[BEGIN Selected passage]

The Query Engine (src/query.ts) is the heart of Kode's AI conversation system. It orchestrates the entire conversation flow, manages tool execution, handles streaming responses, and ensures proper context management.

Core Functionality

Main Query Function

export async function* query(
  queryOptions: QueryOptions
): AsyncGenerator<QueryStreamEvent> {
  // 1. Context preparation
  // 2. Model selection
  // 3. API request with streaming
  // 4. Tool use detection and execution
  // 5. Result integration
  // 6. Recursive continuation if needed
}

Query Options

interface QueryOptions {
  prompt: string
  model: ModelInfo
  messages: Message[]
  tools: Tool[]
  hasPermissionsToUseTool: PermissionChecker
  onUpdateUsage?: (usage: Usage) => void
  abortSignal?: AbortSignal
  enableThinking?: boolean
  safeMode?: boolean
}

Conversation Flow

1. Message Preparation

function prepareMessages(
  messages: Message[],
  systemPrompt: string,
  context: Context
): AnthropicMessage[] {
  // Add system context
  const systemMessage = buildSystemMessage(systemPrompt, context)
  
  // Convert internal messages to API format
  const apiMessages = messages.map(convertToAPIFormat)
  
  // Optimize token usage
  return compactMessages(apiMessages)

[END Selected passage]
[BEGIN Recorded information]

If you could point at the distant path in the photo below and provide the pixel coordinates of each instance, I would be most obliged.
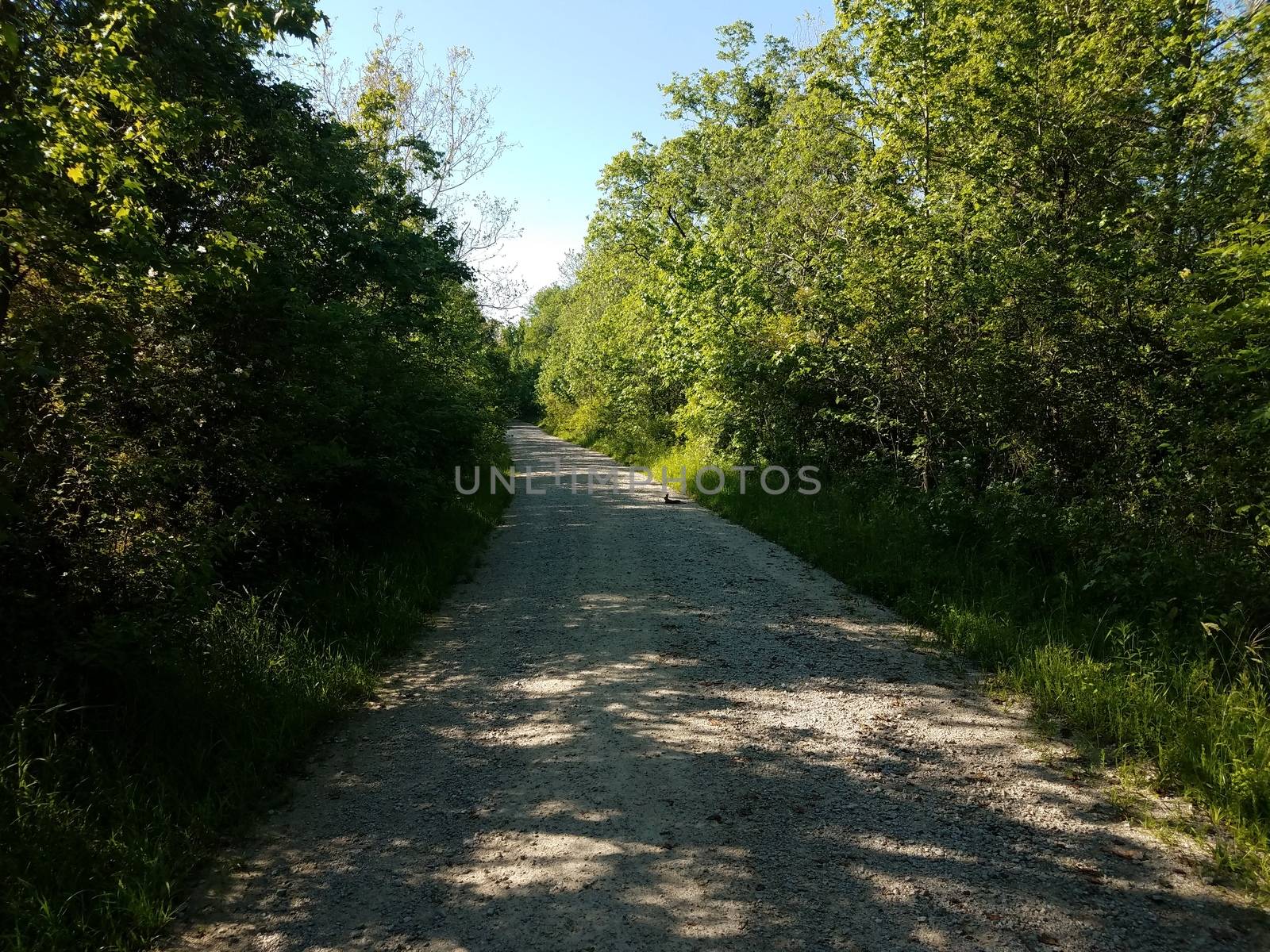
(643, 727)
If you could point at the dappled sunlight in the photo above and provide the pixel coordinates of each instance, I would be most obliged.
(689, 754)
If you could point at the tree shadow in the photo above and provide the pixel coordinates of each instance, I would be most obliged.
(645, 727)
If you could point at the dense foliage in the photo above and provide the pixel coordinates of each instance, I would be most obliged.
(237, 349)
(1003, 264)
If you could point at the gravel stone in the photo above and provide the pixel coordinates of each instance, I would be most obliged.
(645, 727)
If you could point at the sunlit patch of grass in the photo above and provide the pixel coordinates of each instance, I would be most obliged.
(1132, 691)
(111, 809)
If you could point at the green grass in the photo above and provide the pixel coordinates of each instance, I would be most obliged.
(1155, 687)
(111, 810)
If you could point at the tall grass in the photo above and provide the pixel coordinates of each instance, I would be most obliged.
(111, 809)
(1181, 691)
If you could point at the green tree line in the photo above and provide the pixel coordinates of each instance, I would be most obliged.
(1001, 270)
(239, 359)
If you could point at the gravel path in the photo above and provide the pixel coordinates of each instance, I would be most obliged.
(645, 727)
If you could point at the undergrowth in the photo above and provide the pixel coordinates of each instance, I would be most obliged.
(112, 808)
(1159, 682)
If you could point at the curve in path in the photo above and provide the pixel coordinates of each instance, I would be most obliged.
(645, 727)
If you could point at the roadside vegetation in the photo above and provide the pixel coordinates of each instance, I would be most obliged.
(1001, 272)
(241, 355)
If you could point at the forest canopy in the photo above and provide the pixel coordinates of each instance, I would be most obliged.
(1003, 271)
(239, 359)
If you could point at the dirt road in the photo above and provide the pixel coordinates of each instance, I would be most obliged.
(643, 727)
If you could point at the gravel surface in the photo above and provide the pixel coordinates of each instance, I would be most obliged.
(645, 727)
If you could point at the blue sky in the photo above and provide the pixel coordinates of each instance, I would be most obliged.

[END Recorded information]

→ **Task set**
a - In the Query Engine passage, which source file contains the Query Engine?
b - Repeat the part of the Query Engine passage that opens with the words containing "1. Message Preparation" and closes with "systemMessage = buildSystemMessage(systemPrompt, context)".
The listing isn't needed here.

→ **The results**
a - src/query.ts

b -
1. Message Preparation

function prepareMessages(
  messages: Message[],
  systemPrompt: string,
  context: Context
): AnthropicMessage[] {
  // Add system context
  const systemMessage = buildSystemMessage(systemPrompt, context)